13 Eylül 2023 Çarşamba

Sevap Kazanmaya Karşı Hırslı Olalım

 

Gönül Sohbetleri

Sevap Kazanmaya Karşı Hırslı Olalım

Seyda Muhammed Konyevî -ks-

Allah-u Zülcelâl bütün insanları yaratmıştır ve onların Rabbidir, Sahibidir. Allah-u Zülcelâl bir ayet-i kerimede buyuruyor:

“Bilakis, sizin Mevlânız (sahibiniz) Allah’tır. Ve O, yardımcıların en hayırlısıdır.” (Al-i İmran, 150)

Allah-u Zülcelâl bizim Mevlamızdır; ne hakkında olursa olsun. Dünya ihtiyaçları hakkında da olsa, ahiret ihtiyaçları hakkında da olsa sana yardımcı olabileceklerin en hayırlısıdır. Yalnız burada şunu belirtmek istiyorum; “Allah sizin Mevlanızdır, buyuruyor.” Bir başka ayet-i kerimede buyuruyor ki, “Allah müminlerin Mevlasıdır,” buyuruyor.

Peygamber aleyhisselatu vesselama sormuşlardı,

“Ya Rasûlallah, mümin kimdir?”

“Mümin hayır işlediği zaman ferahlanan, hata işlediği zaman da mahzun olan kimsedir,” buyurmuştur.

İşte bunun üzerinde düşünerek, “Ben mümin miyim, değil miyim?” “Mümin sıfatını kazanmış oluyor muyum, olmuyor muyum?” diyerek hakikati meydana çıkarmış oluyoruz.

Eğer biz hayrımız için ferahlanıyorsak, günahlarımızın, hatalarımızın üzerinde hayıflanıyorsak o zaman müminiz, Allah-u Zülcelâl de bizim sahibimizdir. Eğer biz hayırlarımıza ferahlanmıyorsak, günahlarımıza mahzun olmuyorsak, o zaman biz mümin değiliz manasına geliyor. Onun için elimizden geldiği kadar hayırlarımıza ferahlanalım, hatalarımıza da mahzun olalım.

Eğer öyle yaparsak bizim için çok hayırlı olacaktır. Çünkü insan devamlı mahzun olmak istemez. Eğer hata yapınca mahzun oluyorsa o zaman hata yapmamaya gayret edecektir. İşte biz böyle mümin sıfatını elde edebilirsek, o zaman hatalar yapmayacağız…

Şayet nefsimize mağlup olur da bir hata yaparsak o zaman hemen tevbeye kaçarız. Hemen tevbe ederiz. Allah-u Zülcelâl kendi kullarına tevbe kapısını açmıştır. Allah-u Zülcelâl kullarının sahibidir ve onlara karşı çok affedicidir.

Allah Bizi Bizden Daha İyi Bilir

Allah-u Zülcelâl hem manevi olarak hem zahiri olarak bizi bizden daha iyi bilir. Allah-u Zülcelâl bir ayet-i kerimede buyuruyor:

“…Şüphesiz senin Rabbin, yolundan sapanı daha iyi bilir. O, hidayete ereni de daha iyi bilir.” (Necm; 30)
□ □ □ □
» **Görev Listesi**:
**1)** Verilen metne göre:
(a) Al-i İmran suresinin 150. ayetinden aktarılan sözde Allah yardımcıların nesi olarak anılıyor?
(b) Peygamber'in verdiği cevaba göre mümin kimdir?
(c) Nefsimize mağlup olup bir hata yaparsak ne yaparız?
**2)** Verilen metnin “İşte bunun üzerinde” sözlerinden başlayıp “meydana çıkarmış oluyoruz.” sözleri de dahil olmak üzere bölümünü, “hakikati” yerine “gerçeği” koyarak düzenleyin.

» **Sağlanan Malzeme**:
□ □ □ □
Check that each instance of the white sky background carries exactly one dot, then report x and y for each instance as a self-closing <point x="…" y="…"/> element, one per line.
□ □ □ □
» **Görev Çözümleri**:
**1)**
(a) Yardımcıların en hayırlısı.
(b) Hayır işlediği zaman ferahlanan, hata işlediği zaman da mahzun olan kimse.
(c) Hemen tevbeye kaçar, hemen tevbe ederiz.

**2)**
İşte bunun üzerinde düşünerek, “Ben mümin miyim, değil miyim?” “Mümin sıfatını kazanmış oluyor muyum, olmuyor muyum?” diyerek gerçeği meydana çıkarmış oluyoruz.